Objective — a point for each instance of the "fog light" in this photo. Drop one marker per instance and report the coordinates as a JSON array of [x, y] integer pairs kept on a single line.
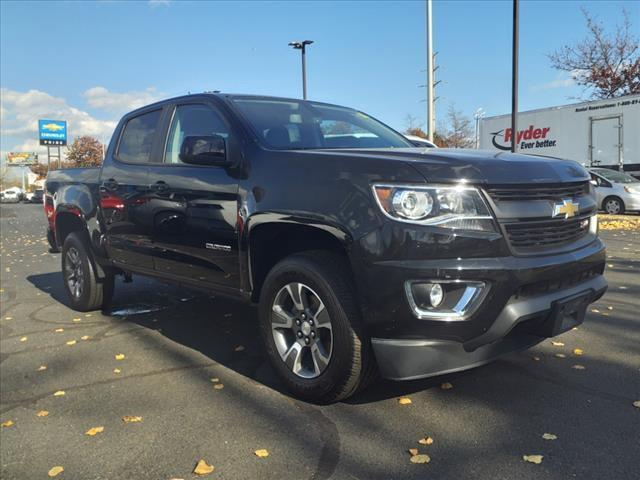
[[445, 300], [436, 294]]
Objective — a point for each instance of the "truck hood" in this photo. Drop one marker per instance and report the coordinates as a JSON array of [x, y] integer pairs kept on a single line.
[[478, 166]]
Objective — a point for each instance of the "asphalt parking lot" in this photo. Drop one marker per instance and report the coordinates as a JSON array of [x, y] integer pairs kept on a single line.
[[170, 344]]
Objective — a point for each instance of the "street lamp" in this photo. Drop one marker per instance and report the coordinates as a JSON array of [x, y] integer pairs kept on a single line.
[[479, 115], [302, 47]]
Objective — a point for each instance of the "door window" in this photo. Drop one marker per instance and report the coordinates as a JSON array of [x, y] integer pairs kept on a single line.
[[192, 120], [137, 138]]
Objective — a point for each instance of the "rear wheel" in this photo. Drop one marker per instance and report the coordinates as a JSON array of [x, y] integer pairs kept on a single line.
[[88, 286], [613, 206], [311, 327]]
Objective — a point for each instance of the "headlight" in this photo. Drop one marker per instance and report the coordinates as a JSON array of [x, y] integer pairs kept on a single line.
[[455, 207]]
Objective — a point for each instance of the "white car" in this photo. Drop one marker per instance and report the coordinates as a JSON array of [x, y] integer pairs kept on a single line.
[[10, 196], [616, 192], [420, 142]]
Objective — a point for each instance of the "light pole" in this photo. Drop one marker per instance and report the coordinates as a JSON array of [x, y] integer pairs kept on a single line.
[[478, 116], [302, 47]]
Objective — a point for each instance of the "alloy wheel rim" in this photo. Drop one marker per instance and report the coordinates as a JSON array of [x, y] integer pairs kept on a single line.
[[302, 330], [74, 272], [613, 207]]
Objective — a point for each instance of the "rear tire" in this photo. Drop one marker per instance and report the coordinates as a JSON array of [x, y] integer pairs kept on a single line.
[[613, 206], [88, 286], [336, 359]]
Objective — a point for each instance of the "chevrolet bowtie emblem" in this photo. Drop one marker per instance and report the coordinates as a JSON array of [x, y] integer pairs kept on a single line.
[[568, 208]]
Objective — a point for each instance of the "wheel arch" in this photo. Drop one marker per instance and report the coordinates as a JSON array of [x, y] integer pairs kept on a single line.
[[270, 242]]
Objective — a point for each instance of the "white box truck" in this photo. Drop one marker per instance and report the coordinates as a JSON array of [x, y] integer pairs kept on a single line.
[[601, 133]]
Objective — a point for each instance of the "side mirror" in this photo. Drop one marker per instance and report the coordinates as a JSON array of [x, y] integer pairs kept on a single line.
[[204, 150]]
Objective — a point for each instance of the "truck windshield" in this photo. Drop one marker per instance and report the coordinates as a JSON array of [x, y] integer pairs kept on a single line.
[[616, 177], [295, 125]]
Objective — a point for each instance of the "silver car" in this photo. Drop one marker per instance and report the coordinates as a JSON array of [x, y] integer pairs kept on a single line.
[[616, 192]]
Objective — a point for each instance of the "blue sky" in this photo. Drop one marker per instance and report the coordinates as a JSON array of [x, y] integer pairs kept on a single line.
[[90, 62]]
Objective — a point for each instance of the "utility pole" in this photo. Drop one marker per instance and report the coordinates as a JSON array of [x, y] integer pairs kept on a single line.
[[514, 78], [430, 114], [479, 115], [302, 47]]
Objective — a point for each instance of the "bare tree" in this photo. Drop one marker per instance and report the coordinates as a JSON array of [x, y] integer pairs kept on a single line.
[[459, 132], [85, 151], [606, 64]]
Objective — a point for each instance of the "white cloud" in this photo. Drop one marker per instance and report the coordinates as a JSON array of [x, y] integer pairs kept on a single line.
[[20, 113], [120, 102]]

____

Every line above is to be reproduced verbatim, and the pictures are to be omitted.

Objective — a point for each instance of the "fog light" in this photo. Drop one marker per instance and report the coordinates as a JSON array of [x, y] integer pairs kept on a single line.
[[445, 300], [436, 294]]
Objective — a point for each instance of the "truck hood" in this photo. Drop one marker per instance and report the coordinates as a JSON array of [x, y] integer pairs kept on a single line.
[[478, 166]]
Objective — a point for each instance of the "asphalt parking lot" in this photo. Drop one marker per instance and report the coordinates as a JSON array of [x, y] integer pairs kept on a single line.
[[170, 344]]
Objective — a point for each instance of the "street lamp" in this photo. Drop one marker per instance and report the coordinates as a JSON array of [x, y] integer pairs kept on a single line.
[[479, 115], [302, 47]]
Objective — a point for each instance of the "door window" in this photo. Drop one marker per instance and report the coordinates as a JSON array of [x, y] integer pairs kept on a single line.
[[192, 120], [137, 138]]
Objective — a point for each instance of the "rear wheel" in this photo. Drop one marker per instance and report the coordinates as a JSON array of [x, y] integer pairs kept on a single line.
[[88, 286], [613, 206], [311, 327]]
Objective — a point for each instance of the "headlight" in this photo. Drop one marker per instance and report the coordinates as a JSON array of [x, y] integer pairs kept on a single line.
[[455, 207]]
Objective — a point for each instance of the "white car" in this photo. Drop one marker per instance and report the coordinates as a JSON array of [x, y] integer pairs kept on a single line.
[[10, 196], [616, 192], [420, 142]]
Objective — a point for each instance of the "light pole" in this photo. Drop one marker per instance and report the coordinates as a JSON array of [x, y] integer pairs kept on a single line.
[[478, 116], [302, 47]]
Objective — a point for each instance of the "alloy wheel rim" in this photo. Drop one marker per instance and report the coordinates as a JSON array of [x, y] integer pairs kept on a single line.
[[302, 330], [74, 272], [613, 207]]
Objective — a point for each instance of the "rear tire" in this photo. Drop one marker per instance and report the coordinates as a JSON array of [x, y] integer pairs kept on a single line.
[[613, 206], [88, 286], [336, 359]]
Objective — a point for each instance of the "chevrolet bowtie emblem" in this photo. Drop one marker per instance and report the coordinates as a JSON array of [x, y] integer pairs kept on a single line.
[[568, 208]]
Objective — a point for each instance of the "wheel arch" in this photo. Drop one marker per instance and report the coordinates as a JSON array of [x, y] integer pairs kept on a single line.
[[270, 242]]
Objective — a point for each instance of the "white box truck" in this photo. Drop one marker per instance and report the coordinates as a JSON array of [x, y] integer pairs kept on a single line.
[[601, 133]]
Objective — a point for each instance of the "side mirror" in this photo. Drop one marker per instance and report the coordinates as a JSON array of [x, y] integer pairs kept on a single line.
[[204, 150]]
Objective — a point for each instance of the "truck windshield" in this photo. Drop one marker per instance and report the coordinates as a JSON array of [x, y] integer pairs kept on a single line.
[[616, 177], [295, 125]]
Objective — a point for each instance of the "silver car" in this photo. Drop one marker per instance and report the coordinates as a JSON array of [x, y] integer pairs kept on a single line.
[[616, 192]]
Objective — a point for each instance of the "blue sky" in this photo. Drop one marker per instance and report the coordinates as a JSON array of [x, y] integer pairs kept on a single line.
[[90, 62]]
Objective — a point for each instance of the "utility pole" in this photo. Drop one marker per instance and report the coordinates as a JSON array of [x, y] integer pairs kept on a single line.
[[514, 78], [430, 114], [479, 115], [302, 47]]
Objective — a point for each instance of the "bare tree" in this photo. Drop one marker per instance and report the coordinates as a JSON array of [x, y] integer pairs kept on a single line.
[[459, 132], [85, 151], [606, 64]]
Objective — a point for each instance of the "white cloud" in this photo. Drop one marker per instance and report the coordinates as a JSON array of [x, y] integer pairs kept on a single line.
[[20, 113], [120, 102]]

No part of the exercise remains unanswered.